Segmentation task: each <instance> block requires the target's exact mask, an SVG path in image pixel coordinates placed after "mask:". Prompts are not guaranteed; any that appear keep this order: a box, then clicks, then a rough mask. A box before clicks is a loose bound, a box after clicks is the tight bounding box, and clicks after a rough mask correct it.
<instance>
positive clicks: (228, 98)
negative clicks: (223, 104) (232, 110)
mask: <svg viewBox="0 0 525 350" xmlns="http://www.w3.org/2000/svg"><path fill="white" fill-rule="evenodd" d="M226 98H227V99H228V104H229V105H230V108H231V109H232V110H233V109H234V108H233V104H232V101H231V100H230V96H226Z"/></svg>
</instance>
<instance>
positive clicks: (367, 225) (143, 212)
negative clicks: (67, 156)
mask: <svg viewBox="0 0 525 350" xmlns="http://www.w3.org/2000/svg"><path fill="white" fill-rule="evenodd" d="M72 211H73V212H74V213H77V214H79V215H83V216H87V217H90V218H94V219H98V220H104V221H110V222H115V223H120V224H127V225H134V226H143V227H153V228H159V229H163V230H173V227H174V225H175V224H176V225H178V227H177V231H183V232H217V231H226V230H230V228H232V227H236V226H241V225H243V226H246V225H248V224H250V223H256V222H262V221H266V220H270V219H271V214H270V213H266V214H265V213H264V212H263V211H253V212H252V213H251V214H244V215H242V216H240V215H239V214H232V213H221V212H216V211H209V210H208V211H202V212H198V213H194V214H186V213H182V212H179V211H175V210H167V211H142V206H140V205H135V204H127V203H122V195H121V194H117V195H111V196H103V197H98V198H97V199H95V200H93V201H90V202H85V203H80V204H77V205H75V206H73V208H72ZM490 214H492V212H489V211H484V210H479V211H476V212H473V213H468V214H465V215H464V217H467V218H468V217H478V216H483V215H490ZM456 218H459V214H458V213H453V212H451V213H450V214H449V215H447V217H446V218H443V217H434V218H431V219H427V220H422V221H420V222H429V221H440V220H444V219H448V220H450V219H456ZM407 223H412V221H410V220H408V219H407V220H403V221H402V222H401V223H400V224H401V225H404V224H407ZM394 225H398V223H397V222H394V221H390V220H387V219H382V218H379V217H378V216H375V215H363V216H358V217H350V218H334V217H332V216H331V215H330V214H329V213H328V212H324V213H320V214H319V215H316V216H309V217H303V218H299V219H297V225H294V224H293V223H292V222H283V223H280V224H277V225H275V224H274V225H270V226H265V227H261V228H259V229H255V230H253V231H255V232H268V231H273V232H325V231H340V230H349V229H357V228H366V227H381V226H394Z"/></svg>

● ● ● ●

**WHAT THE TASK ASKS:**
From the listing above, repeat exactly the lines starting at the line that includes "positive clicks: (228, 98)" and ending at the line that includes "positive clicks: (367, 225) (143, 212)", with nothing outside that span.

**ANSWER SPACE:**
positive clicks: (228, 98)
negative clicks: (223, 104) (232, 110)
mask: <svg viewBox="0 0 525 350" xmlns="http://www.w3.org/2000/svg"><path fill="white" fill-rule="evenodd" d="M226 98H227V99H228V104H229V105H230V108H231V109H232V110H233V109H234V108H233V104H232V101H231V100H230V96H226Z"/></svg>
</instance>
<instance>
positive clicks: (367, 225) (143, 212)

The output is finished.